*Directive*
Rewrite the lines from the one containing "Where can the sign text" through the end of the items, wording included, and shift every coordinate in the answer points up by 11. Leave the pictures out.

Stored dataset items:

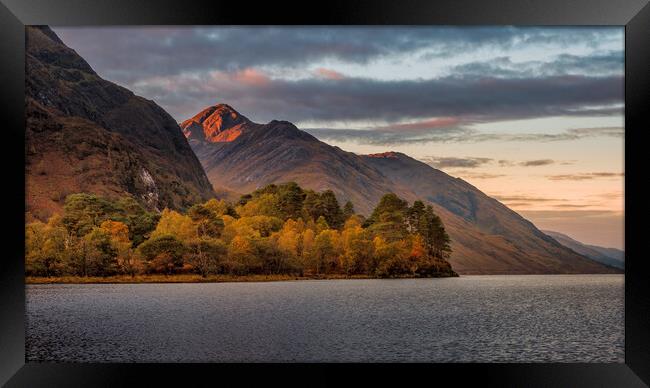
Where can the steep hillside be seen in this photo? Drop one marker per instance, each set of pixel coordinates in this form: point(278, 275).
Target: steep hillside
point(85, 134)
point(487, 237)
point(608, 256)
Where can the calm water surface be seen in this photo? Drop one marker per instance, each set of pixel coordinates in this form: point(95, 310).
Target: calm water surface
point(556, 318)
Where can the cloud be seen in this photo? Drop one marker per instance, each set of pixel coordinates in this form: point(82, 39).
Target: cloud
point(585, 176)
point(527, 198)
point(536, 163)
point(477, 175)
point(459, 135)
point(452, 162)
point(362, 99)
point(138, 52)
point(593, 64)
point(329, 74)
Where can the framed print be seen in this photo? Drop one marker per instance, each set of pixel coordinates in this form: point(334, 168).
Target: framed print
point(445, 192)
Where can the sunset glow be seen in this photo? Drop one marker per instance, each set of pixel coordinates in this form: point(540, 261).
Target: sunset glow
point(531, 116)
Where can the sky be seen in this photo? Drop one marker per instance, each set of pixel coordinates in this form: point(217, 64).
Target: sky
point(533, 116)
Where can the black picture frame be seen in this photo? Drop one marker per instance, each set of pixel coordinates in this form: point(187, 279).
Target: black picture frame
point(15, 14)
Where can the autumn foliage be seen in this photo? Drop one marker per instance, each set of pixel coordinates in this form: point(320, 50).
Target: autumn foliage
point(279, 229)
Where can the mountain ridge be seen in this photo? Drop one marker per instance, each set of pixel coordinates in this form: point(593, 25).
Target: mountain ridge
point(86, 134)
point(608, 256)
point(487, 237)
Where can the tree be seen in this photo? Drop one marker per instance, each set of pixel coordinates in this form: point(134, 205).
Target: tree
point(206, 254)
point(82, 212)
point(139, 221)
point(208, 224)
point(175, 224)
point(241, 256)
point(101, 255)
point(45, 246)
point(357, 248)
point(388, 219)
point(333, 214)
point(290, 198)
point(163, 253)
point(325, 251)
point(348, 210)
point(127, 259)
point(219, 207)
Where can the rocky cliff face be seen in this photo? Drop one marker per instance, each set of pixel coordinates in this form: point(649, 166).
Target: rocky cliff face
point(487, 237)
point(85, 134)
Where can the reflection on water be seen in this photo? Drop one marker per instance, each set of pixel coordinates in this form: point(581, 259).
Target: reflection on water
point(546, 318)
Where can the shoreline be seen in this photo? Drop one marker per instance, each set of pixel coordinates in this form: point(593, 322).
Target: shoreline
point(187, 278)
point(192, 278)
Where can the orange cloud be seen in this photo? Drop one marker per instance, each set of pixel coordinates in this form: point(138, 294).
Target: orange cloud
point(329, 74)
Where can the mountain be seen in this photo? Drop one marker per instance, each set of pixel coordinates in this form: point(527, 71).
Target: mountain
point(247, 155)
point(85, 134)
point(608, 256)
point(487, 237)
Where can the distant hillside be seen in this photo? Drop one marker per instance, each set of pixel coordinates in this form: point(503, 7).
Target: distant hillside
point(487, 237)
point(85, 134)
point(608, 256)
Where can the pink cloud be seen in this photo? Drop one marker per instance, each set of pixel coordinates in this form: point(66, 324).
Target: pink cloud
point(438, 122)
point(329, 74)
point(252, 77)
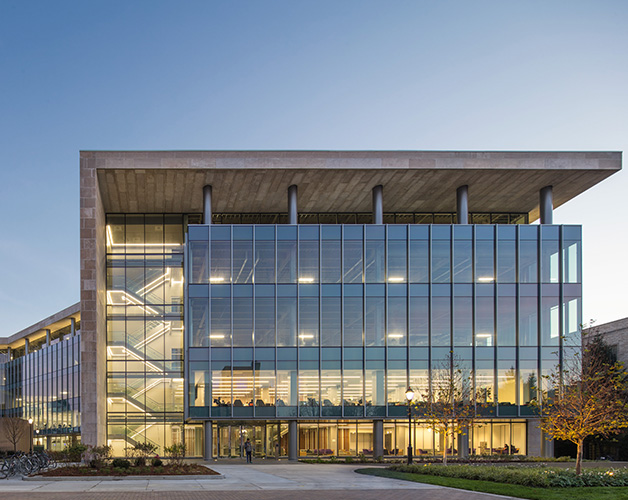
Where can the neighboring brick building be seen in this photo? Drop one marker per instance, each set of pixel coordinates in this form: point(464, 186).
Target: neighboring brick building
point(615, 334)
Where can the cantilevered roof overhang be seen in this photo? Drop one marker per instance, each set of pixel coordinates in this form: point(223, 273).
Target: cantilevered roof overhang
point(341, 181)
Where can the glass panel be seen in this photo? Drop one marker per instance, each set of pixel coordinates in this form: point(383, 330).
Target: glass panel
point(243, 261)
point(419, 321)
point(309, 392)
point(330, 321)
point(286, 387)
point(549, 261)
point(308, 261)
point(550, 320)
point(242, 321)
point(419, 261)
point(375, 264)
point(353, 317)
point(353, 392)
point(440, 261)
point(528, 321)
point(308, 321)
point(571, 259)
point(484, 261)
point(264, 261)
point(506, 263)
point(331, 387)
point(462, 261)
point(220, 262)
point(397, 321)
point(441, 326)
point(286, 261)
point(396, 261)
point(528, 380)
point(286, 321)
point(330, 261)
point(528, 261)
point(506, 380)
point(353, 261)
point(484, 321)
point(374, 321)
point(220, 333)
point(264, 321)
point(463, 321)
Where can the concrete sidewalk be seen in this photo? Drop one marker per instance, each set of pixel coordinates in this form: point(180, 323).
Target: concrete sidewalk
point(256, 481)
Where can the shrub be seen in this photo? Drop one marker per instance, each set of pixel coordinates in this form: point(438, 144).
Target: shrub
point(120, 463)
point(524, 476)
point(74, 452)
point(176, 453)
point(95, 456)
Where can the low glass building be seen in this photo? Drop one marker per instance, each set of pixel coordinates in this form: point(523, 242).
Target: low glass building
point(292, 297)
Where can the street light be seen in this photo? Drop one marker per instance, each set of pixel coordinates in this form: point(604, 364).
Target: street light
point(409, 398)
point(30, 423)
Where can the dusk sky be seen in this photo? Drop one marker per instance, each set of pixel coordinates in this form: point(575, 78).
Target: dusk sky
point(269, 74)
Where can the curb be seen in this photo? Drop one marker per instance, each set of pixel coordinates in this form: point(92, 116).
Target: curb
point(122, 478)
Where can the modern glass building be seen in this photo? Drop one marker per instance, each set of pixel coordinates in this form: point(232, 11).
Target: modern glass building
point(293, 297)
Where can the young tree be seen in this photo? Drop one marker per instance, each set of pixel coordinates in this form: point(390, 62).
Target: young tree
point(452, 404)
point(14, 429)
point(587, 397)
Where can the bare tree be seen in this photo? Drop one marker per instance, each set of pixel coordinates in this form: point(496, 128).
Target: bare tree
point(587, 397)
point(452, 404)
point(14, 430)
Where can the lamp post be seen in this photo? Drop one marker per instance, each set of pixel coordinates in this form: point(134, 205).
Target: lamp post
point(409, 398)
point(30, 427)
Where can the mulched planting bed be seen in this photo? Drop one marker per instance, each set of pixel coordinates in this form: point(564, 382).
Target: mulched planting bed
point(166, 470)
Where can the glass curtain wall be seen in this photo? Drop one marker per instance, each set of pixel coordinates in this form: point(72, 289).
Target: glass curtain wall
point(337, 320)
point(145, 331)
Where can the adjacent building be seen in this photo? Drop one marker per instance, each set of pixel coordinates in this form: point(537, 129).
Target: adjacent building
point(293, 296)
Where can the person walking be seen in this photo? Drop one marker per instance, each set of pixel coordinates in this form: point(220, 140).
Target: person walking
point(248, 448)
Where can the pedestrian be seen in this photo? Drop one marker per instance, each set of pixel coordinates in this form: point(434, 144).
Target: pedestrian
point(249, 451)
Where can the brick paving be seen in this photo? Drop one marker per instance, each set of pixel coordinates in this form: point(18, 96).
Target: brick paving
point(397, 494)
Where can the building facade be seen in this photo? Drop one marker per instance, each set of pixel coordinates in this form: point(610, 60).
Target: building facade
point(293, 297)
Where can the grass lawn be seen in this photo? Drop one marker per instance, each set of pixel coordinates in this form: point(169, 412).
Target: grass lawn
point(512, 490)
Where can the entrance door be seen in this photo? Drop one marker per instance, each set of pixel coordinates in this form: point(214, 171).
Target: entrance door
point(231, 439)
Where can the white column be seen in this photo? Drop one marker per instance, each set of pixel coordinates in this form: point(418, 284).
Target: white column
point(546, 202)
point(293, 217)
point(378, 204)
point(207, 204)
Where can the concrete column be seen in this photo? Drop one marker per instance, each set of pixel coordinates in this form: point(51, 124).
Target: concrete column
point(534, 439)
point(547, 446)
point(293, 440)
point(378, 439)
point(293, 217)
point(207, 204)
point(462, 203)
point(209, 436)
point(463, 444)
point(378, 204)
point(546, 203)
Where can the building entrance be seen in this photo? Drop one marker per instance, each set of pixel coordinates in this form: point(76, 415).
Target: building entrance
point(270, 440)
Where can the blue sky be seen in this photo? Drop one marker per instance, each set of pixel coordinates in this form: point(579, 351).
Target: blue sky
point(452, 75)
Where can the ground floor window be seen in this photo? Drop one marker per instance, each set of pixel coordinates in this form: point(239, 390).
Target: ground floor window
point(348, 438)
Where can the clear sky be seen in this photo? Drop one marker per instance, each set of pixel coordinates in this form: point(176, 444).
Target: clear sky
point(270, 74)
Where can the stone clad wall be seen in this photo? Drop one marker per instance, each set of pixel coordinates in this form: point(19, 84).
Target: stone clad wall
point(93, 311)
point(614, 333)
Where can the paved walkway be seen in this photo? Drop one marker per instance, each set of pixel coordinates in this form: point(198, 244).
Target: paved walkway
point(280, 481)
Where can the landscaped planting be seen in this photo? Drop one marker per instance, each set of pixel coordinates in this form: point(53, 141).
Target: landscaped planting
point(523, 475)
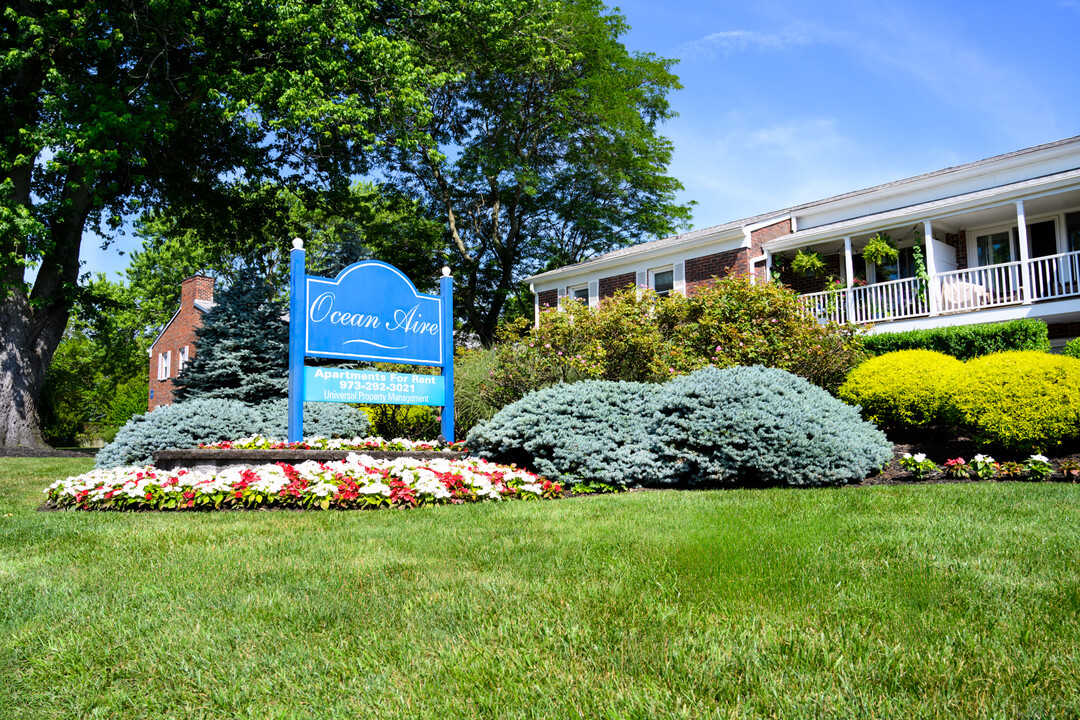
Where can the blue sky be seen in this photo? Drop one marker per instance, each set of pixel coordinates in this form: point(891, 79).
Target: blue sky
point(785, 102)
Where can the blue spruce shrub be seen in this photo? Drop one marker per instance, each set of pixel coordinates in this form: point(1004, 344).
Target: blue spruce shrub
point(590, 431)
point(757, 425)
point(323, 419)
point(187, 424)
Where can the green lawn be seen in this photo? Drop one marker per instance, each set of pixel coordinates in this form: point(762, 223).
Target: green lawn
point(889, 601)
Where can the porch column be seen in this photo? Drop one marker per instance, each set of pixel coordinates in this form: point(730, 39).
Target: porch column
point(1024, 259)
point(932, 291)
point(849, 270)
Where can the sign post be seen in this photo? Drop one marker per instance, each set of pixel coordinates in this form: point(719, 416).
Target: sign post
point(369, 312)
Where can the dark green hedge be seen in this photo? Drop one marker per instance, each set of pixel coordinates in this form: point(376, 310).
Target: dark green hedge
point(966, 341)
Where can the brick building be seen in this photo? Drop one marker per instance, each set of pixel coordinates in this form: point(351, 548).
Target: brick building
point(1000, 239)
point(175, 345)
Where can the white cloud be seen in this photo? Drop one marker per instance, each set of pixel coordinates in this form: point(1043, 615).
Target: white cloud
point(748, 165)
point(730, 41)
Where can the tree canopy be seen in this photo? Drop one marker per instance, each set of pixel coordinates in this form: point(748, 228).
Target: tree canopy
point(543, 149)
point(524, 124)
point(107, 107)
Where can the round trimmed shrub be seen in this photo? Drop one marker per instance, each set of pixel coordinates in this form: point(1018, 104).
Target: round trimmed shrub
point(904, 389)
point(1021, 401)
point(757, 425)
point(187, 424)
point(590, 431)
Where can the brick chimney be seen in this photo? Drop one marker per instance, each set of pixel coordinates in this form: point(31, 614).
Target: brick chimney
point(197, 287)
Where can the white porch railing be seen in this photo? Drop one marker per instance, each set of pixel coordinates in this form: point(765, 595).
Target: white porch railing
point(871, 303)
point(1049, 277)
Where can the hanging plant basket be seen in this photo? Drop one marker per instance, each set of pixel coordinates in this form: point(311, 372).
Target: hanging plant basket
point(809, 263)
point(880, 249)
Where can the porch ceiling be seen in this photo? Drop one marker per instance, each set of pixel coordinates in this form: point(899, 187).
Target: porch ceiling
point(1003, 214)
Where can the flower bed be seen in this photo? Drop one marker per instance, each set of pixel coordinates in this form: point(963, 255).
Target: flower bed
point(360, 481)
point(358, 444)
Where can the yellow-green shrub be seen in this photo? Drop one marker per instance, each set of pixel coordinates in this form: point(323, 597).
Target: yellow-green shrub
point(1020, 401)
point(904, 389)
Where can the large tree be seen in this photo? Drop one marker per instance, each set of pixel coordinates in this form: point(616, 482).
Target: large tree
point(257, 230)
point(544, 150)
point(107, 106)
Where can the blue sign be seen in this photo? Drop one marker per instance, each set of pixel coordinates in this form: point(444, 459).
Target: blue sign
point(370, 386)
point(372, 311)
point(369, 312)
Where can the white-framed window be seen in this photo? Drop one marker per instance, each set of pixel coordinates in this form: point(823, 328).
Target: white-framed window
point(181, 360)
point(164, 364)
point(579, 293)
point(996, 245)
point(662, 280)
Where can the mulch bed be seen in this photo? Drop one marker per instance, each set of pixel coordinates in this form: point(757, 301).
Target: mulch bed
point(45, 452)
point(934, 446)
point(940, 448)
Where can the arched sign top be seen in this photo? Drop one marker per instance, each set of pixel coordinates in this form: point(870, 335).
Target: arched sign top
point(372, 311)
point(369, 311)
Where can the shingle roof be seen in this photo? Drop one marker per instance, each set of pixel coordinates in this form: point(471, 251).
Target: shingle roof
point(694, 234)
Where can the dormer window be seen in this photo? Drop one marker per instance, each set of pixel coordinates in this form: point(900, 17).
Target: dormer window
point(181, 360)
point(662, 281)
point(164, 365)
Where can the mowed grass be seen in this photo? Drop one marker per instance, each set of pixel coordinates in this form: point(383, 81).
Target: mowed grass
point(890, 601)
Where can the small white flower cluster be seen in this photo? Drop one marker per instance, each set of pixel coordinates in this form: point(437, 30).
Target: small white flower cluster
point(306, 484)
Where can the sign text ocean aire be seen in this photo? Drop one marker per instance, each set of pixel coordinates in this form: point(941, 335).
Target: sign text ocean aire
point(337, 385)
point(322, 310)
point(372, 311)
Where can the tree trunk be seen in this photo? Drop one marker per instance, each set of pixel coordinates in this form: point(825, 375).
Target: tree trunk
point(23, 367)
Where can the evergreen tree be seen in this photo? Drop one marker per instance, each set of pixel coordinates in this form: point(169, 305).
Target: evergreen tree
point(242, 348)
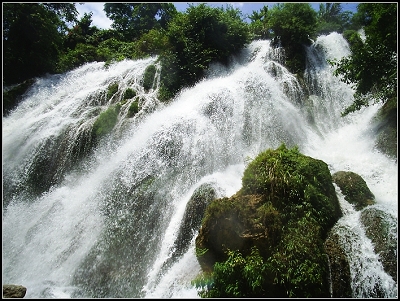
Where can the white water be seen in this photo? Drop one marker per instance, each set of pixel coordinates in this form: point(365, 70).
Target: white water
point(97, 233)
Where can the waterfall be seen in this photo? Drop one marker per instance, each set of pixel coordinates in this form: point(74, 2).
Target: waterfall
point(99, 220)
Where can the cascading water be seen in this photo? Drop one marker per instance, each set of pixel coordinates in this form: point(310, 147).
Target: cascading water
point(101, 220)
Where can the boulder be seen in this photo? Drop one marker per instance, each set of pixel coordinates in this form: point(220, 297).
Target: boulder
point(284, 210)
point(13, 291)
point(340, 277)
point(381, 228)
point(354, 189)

*Reply to the task*
Where can the sign text ocean aire be seen in this photo? Drop one marker per instance, each set of pixel coordinates in this form: point(941, 335).
Target: sign text ocean aire
point(348, 396)
point(333, 321)
point(383, 322)
Where can the tree trunk be seen in this photo? Drop one marker per instance, each set of pixel coordinates in this form: point(825, 375).
Target: tree trunk
point(34, 378)
Where can the evergreen tree be seen in this photo? Drop one marker per instance, each set of pixel coordinates in this form: point(169, 305).
Target: evergreen tree
point(253, 359)
Where can the white water be seen in this photo? Drop one marker per instance, each set of pixel coordinates in this form: point(365, 70).
Target: white water
point(108, 244)
Where can the waterfall be seen in this photo? Drop one marker per instance, each set of pixel coordinates in this form: point(74, 2).
Target: waterfall
point(110, 231)
Where can the cascading water be seen in this photo? Drop one marker per instance, each set of pixel coordinates in this form: point(310, 147).
Target: cascading water
point(112, 231)
Where can the boulder be seen in this photo? Drop one marker per instance, each set of pixel coordinates in this form: point(220, 297).
Target: boulder
point(295, 221)
point(24, 302)
point(351, 288)
point(392, 239)
point(365, 200)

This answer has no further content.